* _Aim of the exercise_
Take the records below and retype them line by line, from the first line through the one containing "indicate the woman with curly"; stop there.

* _Data_

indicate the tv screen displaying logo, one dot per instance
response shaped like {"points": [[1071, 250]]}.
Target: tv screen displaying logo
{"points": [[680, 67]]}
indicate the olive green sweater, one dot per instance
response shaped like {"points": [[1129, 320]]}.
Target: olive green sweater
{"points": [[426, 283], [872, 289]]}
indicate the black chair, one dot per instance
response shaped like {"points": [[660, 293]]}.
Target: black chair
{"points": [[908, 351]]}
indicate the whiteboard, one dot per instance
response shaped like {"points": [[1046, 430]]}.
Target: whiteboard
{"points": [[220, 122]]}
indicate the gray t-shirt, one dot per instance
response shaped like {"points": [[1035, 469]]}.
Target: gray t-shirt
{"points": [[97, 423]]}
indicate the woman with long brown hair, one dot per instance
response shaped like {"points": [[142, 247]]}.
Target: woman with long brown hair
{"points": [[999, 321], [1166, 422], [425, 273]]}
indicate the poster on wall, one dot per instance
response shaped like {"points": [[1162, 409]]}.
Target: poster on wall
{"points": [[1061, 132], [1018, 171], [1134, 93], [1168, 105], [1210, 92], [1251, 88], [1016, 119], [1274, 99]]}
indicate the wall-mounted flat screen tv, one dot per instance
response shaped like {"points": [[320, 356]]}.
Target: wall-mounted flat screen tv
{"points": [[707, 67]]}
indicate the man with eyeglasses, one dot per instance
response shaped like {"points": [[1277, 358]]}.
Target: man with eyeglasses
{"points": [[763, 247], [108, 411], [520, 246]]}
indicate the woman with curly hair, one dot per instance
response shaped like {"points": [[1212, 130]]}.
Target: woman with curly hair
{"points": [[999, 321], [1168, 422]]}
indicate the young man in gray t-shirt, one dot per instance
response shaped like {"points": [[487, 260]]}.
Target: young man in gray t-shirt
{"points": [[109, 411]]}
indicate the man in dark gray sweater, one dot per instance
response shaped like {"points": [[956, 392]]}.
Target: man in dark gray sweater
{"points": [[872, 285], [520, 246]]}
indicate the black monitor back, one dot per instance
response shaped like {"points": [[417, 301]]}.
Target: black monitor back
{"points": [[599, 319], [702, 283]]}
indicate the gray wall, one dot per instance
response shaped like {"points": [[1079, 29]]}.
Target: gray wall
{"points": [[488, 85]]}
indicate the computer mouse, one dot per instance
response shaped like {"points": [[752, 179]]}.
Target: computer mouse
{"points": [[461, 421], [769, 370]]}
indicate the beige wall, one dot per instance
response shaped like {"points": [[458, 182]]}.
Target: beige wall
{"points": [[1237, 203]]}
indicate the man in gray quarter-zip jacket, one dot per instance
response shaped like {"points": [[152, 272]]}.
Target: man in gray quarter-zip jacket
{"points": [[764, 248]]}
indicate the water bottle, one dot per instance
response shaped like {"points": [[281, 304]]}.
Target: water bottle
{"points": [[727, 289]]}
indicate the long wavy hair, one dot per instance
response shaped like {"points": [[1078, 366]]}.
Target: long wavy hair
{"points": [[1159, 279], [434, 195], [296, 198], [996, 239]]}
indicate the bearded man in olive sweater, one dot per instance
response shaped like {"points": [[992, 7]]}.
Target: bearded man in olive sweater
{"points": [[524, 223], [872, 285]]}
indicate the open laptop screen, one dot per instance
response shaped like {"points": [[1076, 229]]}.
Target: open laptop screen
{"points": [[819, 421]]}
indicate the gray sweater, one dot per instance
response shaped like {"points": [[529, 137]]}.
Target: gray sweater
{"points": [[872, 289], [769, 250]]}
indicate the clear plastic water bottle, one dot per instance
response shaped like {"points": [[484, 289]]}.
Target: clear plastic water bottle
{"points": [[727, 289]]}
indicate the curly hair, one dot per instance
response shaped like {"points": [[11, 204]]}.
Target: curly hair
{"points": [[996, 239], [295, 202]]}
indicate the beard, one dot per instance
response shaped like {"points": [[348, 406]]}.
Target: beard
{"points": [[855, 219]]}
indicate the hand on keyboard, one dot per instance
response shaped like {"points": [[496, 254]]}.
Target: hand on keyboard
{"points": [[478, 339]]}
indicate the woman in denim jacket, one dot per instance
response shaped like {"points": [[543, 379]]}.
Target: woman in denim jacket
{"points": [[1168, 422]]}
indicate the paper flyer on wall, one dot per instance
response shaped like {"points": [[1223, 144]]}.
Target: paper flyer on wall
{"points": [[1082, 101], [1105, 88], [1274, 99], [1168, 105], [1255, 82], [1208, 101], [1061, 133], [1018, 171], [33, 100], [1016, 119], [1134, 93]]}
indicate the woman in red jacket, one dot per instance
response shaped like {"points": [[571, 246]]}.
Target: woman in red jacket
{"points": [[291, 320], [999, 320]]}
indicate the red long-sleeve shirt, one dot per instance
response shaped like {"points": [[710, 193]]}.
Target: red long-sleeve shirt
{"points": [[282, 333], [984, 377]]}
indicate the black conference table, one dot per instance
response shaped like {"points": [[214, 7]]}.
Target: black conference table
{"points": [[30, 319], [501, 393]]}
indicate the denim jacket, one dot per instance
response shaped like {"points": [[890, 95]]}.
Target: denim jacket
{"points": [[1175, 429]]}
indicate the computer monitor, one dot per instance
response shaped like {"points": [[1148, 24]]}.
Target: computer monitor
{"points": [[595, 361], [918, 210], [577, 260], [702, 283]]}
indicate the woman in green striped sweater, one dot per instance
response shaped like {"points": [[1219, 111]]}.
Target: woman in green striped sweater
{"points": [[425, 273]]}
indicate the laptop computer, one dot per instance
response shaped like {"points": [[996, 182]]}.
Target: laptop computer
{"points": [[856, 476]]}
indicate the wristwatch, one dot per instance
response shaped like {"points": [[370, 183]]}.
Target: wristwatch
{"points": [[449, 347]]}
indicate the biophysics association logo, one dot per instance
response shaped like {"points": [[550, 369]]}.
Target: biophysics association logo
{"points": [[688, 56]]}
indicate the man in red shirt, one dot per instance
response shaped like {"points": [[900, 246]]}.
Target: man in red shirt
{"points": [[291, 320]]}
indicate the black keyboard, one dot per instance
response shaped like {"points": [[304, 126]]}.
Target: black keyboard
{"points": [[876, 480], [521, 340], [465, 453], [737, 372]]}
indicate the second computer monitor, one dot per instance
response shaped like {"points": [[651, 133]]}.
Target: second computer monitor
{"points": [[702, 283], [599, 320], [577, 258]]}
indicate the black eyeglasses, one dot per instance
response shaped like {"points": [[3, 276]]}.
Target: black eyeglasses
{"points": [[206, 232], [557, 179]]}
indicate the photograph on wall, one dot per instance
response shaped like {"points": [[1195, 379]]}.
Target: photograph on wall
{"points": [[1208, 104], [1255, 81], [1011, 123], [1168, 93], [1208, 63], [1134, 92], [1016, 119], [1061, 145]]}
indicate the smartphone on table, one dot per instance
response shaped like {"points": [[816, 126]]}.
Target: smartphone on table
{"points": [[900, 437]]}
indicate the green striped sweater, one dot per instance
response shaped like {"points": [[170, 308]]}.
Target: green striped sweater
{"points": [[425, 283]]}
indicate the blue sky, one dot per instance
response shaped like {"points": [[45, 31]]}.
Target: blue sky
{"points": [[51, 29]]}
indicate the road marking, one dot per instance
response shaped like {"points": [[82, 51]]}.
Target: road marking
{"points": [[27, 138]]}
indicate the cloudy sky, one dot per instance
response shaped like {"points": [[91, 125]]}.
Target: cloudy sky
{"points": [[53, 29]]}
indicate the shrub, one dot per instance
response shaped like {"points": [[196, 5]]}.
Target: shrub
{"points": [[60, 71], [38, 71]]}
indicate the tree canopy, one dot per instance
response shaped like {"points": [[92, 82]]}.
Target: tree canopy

* _Solution for this problem_
indicate the tv screen displaying logo, one dot per instance
response shaped like {"points": [[1071, 250]]}.
Target: tv screen displaying logo
{"points": [[680, 67]]}
indicate the olive green sweater, one dot per instance
response shaped like {"points": [[1129, 320]]}.
Target: olive green sweater
{"points": [[426, 283], [872, 289]]}
indicate the black chair, one dot per instance
response shaped like {"points": [[660, 293]]}.
Target: black chair
{"points": [[908, 351]]}
indicate the whiteboard, one dot per instance
response shaped like {"points": [[1046, 430]]}.
Target: whiteboard
{"points": [[220, 122]]}
indicate the gray t-shirt, one dot per instance
response shaped like {"points": [[1035, 469]]}.
Target: gray t-shirt
{"points": [[97, 423]]}
indicate the woman with long brown hair, one dot per instance
response shaped like {"points": [[142, 247]]}.
Target: woman with long brown hair
{"points": [[999, 321], [1166, 422], [425, 273]]}
indicate the poster on wall, one dot per instance
response shaped like {"points": [[1162, 409]]}.
Target: poster on wall
{"points": [[1061, 132], [1018, 171], [1134, 93], [1168, 105], [1210, 92], [1251, 88], [1016, 119], [1274, 99]]}
indicate the wall-mounted flat screen tv, one dot per instance
response shaped like {"points": [[320, 356]]}.
Target: wall-mounted flat screen tv
{"points": [[707, 67]]}
indicate the man with eyeglasses, one dot per instance
response shaped like {"points": [[1277, 358]]}.
Target: man with eyeglasses
{"points": [[763, 247], [108, 411], [520, 246]]}
indicate the woman with curly hair, one dot per instance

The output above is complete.